%%
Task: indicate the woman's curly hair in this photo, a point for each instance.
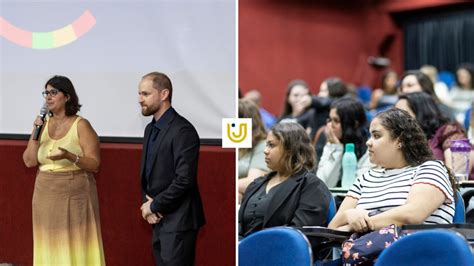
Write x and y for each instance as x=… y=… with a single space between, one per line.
x=413 y=142
x=298 y=152
x=426 y=111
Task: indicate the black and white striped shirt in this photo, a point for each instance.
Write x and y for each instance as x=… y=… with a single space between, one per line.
x=380 y=189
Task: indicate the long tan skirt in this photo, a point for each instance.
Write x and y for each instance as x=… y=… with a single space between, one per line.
x=66 y=222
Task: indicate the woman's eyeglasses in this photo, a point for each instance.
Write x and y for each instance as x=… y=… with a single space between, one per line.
x=335 y=121
x=52 y=92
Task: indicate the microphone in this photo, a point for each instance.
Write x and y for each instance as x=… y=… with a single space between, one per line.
x=43 y=113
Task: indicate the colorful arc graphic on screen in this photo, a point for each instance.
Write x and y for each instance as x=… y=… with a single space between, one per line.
x=51 y=39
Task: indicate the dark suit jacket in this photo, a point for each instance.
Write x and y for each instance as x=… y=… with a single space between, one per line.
x=173 y=179
x=303 y=199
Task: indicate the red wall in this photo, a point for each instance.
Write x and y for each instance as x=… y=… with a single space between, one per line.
x=312 y=40
x=126 y=237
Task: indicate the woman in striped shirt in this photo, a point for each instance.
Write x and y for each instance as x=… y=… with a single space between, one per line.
x=409 y=187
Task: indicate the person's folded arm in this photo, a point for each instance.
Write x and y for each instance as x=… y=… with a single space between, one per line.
x=422 y=201
x=340 y=219
x=186 y=153
x=313 y=205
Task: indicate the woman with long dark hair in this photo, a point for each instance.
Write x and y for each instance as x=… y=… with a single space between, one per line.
x=289 y=195
x=66 y=223
x=437 y=128
x=347 y=123
x=417 y=81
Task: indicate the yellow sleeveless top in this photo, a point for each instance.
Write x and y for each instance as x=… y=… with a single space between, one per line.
x=50 y=146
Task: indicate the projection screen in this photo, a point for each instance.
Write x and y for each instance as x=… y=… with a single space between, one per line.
x=105 y=47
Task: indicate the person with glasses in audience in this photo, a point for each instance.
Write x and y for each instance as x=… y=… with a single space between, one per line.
x=66 y=223
x=347 y=123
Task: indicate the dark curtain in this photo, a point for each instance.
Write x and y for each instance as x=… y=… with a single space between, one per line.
x=443 y=40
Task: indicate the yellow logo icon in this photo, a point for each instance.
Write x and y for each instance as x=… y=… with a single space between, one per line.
x=237 y=133
x=237 y=138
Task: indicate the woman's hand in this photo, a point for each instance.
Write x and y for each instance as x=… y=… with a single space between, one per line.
x=60 y=155
x=359 y=220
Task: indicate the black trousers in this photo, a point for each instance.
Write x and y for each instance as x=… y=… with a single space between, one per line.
x=174 y=248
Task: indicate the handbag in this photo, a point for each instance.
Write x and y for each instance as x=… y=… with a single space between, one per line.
x=363 y=249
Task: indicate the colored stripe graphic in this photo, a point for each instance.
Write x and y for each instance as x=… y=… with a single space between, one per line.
x=51 y=39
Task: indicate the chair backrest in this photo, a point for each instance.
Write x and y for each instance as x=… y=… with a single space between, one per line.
x=332 y=209
x=459 y=210
x=428 y=247
x=275 y=246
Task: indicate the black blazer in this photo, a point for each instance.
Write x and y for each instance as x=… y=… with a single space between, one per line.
x=172 y=182
x=302 y=199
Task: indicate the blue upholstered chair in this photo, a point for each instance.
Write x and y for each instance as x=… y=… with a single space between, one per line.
x=431 y=247
x=459 y=210
x=275 y=246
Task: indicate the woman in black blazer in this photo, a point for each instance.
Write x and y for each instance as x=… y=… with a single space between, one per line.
x=290 y=195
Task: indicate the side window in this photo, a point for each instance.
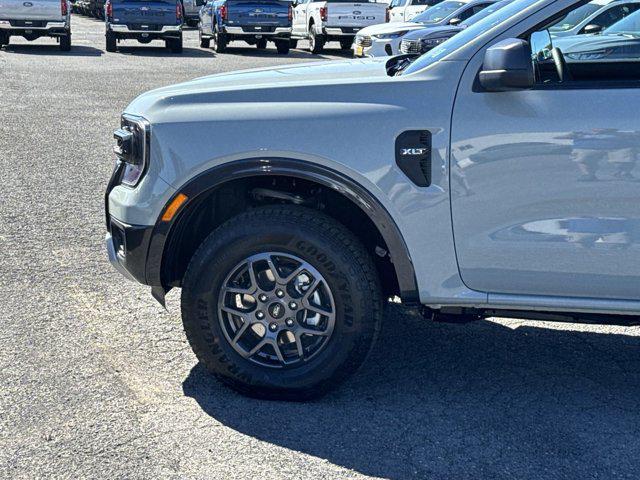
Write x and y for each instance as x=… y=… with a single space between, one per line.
x=613 y=55
x=472 y=11
x=613 y=15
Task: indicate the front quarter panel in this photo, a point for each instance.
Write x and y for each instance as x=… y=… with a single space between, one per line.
x=350 y=127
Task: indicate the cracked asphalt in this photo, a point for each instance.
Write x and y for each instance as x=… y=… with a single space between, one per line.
x=97 y=380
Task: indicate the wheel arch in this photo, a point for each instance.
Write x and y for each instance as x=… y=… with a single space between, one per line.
x=165 y=234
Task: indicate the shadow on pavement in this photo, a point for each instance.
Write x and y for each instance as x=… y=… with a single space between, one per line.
x=270 y=51
x=160 y=51
x=463 y=401
x=39 y=49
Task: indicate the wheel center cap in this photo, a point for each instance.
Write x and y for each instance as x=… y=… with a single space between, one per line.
x=276 y=310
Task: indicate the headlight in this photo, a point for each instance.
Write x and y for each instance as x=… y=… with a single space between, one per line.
x=132 y=147
x=590 y=55
x=429 y=43
x=387 y=36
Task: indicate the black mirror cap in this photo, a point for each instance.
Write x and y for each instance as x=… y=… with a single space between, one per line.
x=592 y=28
x=507 y=66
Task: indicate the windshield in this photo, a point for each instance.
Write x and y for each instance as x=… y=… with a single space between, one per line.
x=627 y=26
x=469 y=34
x=574 y=17
x=485 y=12
x=437 y=12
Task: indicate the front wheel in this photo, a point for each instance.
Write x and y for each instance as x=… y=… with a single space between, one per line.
x=346 y=44
x=282 y=46
x=111 y=42
x=281 y=302
x=316 y=42
x=174 y=44
x=204 y=41
x=220 y=41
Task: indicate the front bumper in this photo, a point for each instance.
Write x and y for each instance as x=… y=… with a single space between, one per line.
x=244 y=31
x=378 y=48
x=128 y=248
x=341 y=31
x=35 y=26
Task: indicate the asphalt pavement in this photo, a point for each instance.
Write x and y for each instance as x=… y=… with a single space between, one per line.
x=97 y=380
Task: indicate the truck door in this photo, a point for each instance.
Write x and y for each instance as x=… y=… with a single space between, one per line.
x=396 y=10
x=416 y=7
x=299 y=22
x=546 y=181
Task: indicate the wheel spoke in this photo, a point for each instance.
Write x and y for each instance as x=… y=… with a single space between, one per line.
x=276 y=348
x=299 y=346
x=258 y=347
x=312 y=288
x=240 y=331
x=311 y=331
x=253 y=285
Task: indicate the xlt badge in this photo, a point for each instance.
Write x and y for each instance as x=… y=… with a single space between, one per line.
x=413 y=156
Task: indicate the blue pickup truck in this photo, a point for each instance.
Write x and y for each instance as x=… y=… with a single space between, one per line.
x=253 y=21
x=144 y=21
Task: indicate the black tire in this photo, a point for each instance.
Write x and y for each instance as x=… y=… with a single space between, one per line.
x=205 y=42
x=346 y=44
x=174 y=44
x=316 y=42
x=321 y=242
x=283 y=47
x=220 y=41
x=111 y=42
x=65 y=42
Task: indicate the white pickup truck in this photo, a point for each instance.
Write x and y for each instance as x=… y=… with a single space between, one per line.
x=333 y=20
x=33 y=19
x=405 y=10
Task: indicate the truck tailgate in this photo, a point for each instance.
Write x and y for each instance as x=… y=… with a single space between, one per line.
x=31 y=10
x=146 y=13
x=258 y=12
x=341 y=14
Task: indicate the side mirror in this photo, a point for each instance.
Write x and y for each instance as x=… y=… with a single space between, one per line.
x=507 y=66
x=592 y=28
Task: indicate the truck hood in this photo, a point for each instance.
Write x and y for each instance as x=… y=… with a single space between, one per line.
x=432 y=32
x=259 y=81
x=393 y=27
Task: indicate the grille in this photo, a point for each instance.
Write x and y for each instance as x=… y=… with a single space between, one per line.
x=145 y=26
x=410 y=46
x=363 y=41
x=258 y=29
x=28 y=23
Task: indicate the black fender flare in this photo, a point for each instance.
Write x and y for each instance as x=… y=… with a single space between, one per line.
x=320 y=174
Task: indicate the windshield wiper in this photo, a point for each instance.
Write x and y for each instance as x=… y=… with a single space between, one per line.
x=397 y=64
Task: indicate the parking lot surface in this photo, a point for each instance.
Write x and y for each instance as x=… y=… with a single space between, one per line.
x=99 y=382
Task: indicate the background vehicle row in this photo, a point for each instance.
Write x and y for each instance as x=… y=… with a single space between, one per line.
x=253 y=21
x=34 y=19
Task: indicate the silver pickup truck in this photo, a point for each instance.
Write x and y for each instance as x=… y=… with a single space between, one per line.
x=495 y=175
x=33 y=19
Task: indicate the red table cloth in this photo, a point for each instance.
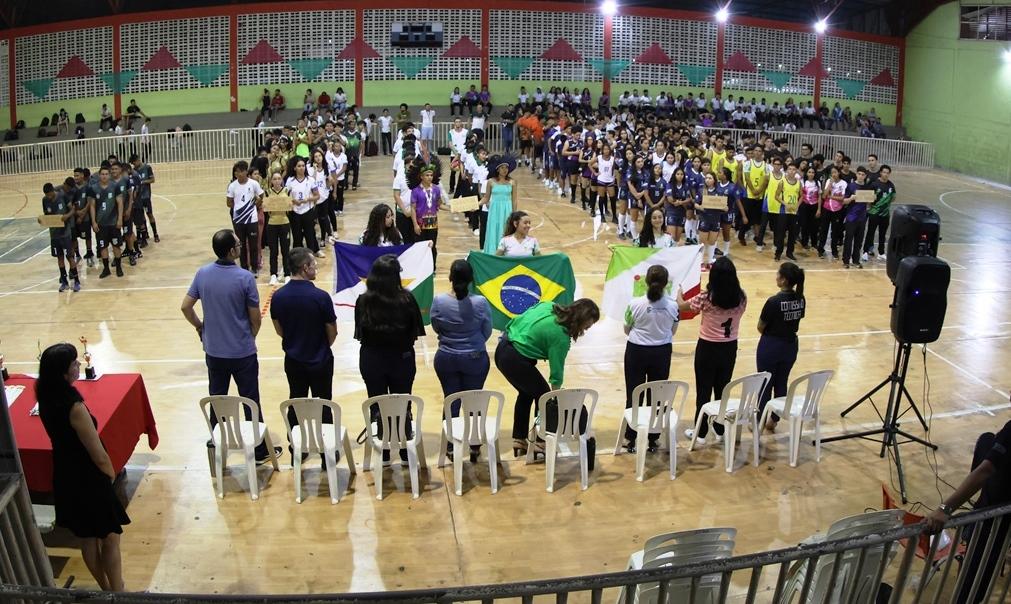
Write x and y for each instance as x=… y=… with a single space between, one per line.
x=119 y=404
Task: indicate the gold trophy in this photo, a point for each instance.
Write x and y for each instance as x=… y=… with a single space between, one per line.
x=89 y=369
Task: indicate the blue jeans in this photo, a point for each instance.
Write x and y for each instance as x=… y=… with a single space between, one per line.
x=508 y=138
x=458 y=372
x=246 y=372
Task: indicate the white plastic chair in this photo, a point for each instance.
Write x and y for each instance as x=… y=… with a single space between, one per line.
x=734 y=413
x=474 y=426
x=310 y=435
x=570 y=404
x=236 y=433
x=849 y=586
x=393 y=415
x=656 y=409
x=680 y=548
x=799 y=407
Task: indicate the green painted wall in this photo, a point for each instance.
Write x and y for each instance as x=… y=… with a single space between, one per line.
x=32 y=114
x=956 y=97
x=249 y=96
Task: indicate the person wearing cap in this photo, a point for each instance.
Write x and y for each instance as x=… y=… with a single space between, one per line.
x=500 y=196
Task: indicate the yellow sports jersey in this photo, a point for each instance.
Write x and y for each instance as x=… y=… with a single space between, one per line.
x=774 y=184
x=753 y=177
x=791 y=195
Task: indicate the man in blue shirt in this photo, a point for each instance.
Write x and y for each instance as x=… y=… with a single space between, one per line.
x=304 y=319
x=231 y=322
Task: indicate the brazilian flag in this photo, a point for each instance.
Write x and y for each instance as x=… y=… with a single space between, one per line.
x=514 y=284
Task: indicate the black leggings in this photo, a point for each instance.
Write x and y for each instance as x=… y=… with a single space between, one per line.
x=833 y=220
x=303 y=230
x=250 y=253
x=714 y=366
x=642 y=364
x=278 y=238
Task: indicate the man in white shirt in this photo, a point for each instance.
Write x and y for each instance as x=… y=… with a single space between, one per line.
x=428 y=123
x=385 y=134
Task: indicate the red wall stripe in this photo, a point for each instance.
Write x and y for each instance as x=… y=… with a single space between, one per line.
x=721 y=40
x=234 y=63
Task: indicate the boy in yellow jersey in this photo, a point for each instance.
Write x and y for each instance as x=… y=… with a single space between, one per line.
x=755 y=175
x=788 y=200
x=770 y=204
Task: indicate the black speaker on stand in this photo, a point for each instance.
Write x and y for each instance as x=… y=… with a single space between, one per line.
x=918 y=309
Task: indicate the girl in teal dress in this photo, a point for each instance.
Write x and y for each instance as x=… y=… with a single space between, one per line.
x=499 y=201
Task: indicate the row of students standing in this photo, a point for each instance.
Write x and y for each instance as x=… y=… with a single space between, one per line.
x=113 y=206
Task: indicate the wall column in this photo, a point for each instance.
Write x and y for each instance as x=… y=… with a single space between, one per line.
x=234 y=63
x=609 y=33
x=117 y=101
x=11 y=81
x=359 y=60
x=721 y=33
x=819 y=55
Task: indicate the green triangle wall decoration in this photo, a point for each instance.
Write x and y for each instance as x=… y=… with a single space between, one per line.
x=851 y=88
x=206 y=74
x=513 y=66
x=609 y=68
x=38 y=87
x=696 y=74
x=117 y=82
x=309 y=69
x=778 y=79
x=411 y=66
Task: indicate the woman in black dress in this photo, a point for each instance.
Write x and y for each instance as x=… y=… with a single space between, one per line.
x=82 y=471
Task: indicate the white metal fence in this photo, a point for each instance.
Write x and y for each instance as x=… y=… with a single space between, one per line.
x=236 y=144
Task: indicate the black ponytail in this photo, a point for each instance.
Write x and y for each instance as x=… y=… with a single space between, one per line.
x=794 y=275
x=461 y=275
x=656 y=282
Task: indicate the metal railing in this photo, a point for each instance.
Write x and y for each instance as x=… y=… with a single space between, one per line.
x=742 y=578
x=236 y=144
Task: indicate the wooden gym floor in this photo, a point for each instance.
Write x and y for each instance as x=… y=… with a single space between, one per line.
x=184 y=539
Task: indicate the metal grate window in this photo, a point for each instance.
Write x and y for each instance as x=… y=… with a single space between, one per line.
x=41 y=58
x=769 y=50
x=985 y=22
x=302 y=40
x=684 y=42
x=527 y=34
x=427 y=64
x=195 y=44
x=859 y=61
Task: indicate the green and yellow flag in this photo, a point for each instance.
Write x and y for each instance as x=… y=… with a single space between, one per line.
x=514 y=284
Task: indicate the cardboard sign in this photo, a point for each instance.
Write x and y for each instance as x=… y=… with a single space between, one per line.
x=714 y=202
x=277 y=203
x=864 y=196
x=52 y=221
x=470 y=203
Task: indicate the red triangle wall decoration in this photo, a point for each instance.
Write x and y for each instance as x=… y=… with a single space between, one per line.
x=463 y=49
x=262 y=54
x=739 y=62
x=161 y=60
x=358 y=48
x=884 y=79
x=561 y=51
x=75 y=68
x=814 y=69
x=654 y=55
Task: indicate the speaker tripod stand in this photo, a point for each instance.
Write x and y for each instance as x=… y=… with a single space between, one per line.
x=890 y=432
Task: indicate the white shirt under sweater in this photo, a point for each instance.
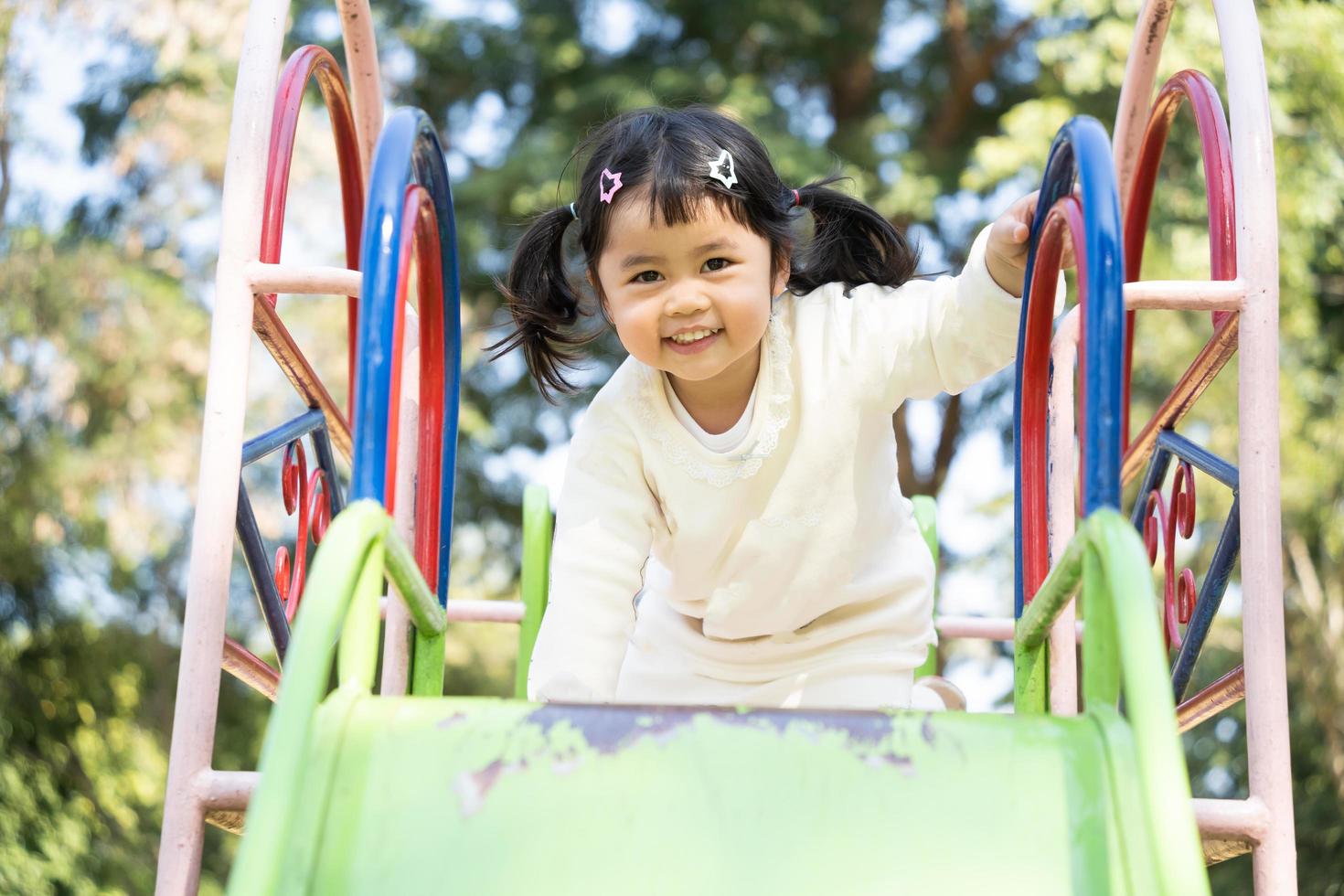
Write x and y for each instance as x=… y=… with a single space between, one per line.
x=791 y=571
x=717 y=443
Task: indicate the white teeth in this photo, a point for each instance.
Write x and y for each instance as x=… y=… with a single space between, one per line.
x=686 y=338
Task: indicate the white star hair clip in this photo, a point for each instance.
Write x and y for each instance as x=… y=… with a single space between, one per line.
x=717 y=169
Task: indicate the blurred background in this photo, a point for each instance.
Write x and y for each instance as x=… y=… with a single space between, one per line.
x=113 y=123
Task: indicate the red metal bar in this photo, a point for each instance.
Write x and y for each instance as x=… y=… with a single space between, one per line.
x=306 y=63
x=1215 y=145
x=420 y=242
x=1066 y=217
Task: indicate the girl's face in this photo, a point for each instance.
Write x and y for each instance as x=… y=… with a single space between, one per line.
x=709 y=274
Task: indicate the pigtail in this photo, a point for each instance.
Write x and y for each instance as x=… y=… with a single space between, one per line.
x=545 y=305
x=851 y=243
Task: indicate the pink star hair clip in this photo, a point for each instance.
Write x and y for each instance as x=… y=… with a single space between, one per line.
x=605 y=195
x=717 y=169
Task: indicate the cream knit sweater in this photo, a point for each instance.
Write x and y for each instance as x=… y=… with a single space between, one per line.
x=794 y=559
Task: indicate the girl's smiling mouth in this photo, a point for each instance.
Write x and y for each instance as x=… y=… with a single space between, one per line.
x=692 y=341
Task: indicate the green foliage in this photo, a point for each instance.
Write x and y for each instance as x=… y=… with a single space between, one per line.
x=102 y=361
x=101 y=382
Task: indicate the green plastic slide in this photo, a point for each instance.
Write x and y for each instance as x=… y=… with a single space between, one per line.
x=429 y=795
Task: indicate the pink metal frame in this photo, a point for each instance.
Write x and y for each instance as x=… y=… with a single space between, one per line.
x=246 y=277
x=194 y=786
x=1243 y=295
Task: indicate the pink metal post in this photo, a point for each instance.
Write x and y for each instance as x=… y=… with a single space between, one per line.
x=192 y=784
x=1266 y=817
x=1060 y=415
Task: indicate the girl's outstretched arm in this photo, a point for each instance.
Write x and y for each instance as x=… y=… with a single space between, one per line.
x=935 y=336
x=603 y=529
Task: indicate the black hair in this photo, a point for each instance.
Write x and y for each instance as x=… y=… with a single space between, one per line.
x=668 y=152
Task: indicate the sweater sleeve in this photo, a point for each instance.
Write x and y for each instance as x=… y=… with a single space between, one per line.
x=603 y=529
x=937 y=336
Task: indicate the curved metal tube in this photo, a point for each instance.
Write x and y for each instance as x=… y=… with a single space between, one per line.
x=1081 y=155
x=409 y=183
x=1217 y=149
x=317 y=63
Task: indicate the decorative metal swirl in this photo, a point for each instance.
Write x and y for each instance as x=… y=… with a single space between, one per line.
x=309 y=498
x=1164 y=521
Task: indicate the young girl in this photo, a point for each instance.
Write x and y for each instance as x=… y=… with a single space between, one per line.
x=738 y=470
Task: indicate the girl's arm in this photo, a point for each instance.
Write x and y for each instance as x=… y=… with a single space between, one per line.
x=937 y=336
x=603 y=529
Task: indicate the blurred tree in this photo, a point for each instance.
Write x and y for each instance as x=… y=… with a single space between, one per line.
x=941 y=111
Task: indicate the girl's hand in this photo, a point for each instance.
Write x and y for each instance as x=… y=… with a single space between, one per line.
x=1007 y=251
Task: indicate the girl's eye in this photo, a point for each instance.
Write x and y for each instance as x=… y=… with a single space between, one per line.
x=651 y=275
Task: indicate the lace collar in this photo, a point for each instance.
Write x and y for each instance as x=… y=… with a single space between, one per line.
x=774 y=394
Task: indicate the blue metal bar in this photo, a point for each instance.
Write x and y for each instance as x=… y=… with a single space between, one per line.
x=1199 y=457
x=1153 y=478
x=1081 y=154
x=283 y=435
x=1210 y=598
x=261 y=574
x=408 y=152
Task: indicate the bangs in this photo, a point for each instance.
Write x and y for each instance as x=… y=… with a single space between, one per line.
x=680 y=200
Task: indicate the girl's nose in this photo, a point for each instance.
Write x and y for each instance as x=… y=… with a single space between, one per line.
x=686 y=300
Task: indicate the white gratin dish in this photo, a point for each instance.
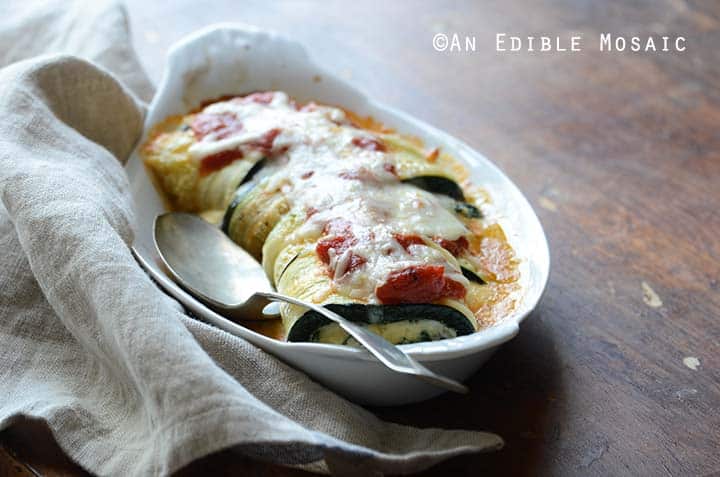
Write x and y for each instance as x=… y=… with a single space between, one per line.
x=233 y=59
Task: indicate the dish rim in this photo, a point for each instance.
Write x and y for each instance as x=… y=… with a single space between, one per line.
x=480 y=340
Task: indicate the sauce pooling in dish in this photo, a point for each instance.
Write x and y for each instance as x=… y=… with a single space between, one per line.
x=353 y=215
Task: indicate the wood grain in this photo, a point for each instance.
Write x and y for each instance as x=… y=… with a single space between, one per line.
x=620 y=155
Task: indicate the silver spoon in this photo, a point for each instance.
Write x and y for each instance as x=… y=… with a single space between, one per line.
x=220 y=274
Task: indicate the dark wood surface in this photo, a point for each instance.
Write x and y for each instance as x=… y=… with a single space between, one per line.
x=618 y=370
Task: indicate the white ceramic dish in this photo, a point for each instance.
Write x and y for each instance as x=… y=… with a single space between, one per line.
x=232 y=58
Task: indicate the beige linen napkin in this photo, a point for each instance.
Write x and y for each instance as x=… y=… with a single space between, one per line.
x=128 y=384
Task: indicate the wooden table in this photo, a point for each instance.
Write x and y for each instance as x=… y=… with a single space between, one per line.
x=618 y=370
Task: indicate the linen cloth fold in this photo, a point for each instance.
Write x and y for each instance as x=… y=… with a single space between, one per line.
x=128 y=384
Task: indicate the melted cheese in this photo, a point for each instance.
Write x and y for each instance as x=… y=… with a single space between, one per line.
x=319 y=168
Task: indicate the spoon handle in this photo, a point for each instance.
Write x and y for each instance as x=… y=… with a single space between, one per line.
x=389 y=354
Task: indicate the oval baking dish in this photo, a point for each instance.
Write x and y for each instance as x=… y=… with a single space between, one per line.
x=237 y=58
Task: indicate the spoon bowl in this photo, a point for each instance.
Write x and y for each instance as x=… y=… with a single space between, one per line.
x=223 y=276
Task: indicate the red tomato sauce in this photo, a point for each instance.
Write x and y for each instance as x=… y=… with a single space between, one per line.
x=418 y=284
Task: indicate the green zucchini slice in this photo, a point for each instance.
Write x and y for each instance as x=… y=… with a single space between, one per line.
x=307 y=326
x=438 y=185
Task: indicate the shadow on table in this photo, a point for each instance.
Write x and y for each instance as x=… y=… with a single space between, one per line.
x=516 y=394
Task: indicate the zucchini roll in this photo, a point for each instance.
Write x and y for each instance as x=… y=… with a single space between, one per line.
x=363 y=221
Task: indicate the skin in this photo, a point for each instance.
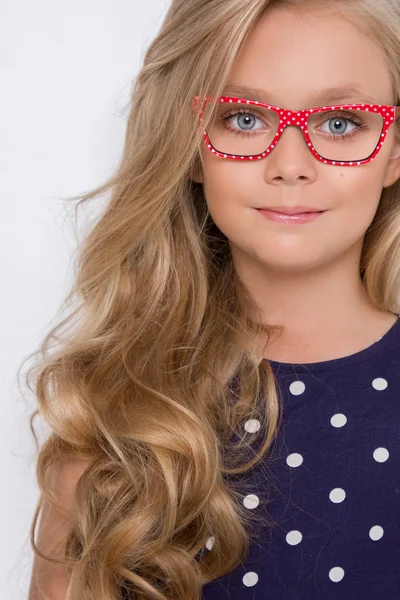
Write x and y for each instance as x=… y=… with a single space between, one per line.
x=305 y=277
%%
[TASK DIRECTIONS]: Copy out the records word for word, starting with the first line and going on through the line with "x=380 y=189". Leave the pictures out of your copy.

[OUTPUT BELOW]:
Task: indicate the woman's curly hair in this photo, a point for each instance.
Write x and y for each instance as x=… y=… with a single space between, one per line.
x=413 y=142
x=298 y=152
x=426 y=111
Task: indicate the black and white striped shirt in this photo, a point for each instance.
Write x and y for each instance as x=… y=… with a single space between, one per line.
x=380 y=189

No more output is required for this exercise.